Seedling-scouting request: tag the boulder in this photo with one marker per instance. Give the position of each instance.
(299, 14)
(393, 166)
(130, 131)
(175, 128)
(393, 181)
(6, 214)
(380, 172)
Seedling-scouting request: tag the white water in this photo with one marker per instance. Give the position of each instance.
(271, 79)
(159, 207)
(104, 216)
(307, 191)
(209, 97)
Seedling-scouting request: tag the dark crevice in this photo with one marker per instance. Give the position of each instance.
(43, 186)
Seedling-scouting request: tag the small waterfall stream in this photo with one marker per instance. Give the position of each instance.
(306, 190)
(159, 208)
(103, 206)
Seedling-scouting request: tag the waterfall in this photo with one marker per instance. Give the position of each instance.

+ + + + +

Word for word, restate the material above.

Seedling-scouting request: tag the boulder in this photo with one marker per instance. Give the position of each instance.
(299, 14)
(393, 166)
(130, 131)
(175, 128)
(393, 181)
(6, 214)
(380, 172)
Seedling-scouting request: tag the white water in this photo with one marker per instance. Give the position of each instance.
(271, 79)
(159, 207)
(104, 216)
(307, 191)
(209, 97)
Seedling-scouting request: tag the dark crevice in this photo with one marker per instance. Give the position of each instance.
(43, 186)
Seedling-scouting request: tag the small waterfall stream in this photo with one marker per instance. Give the position of each instance.
(306, 190)
(159, 208)
(103, 206)
Seedling-scouting request: tag the waterfall in this photo with one marker per instance. Give the position of each instance.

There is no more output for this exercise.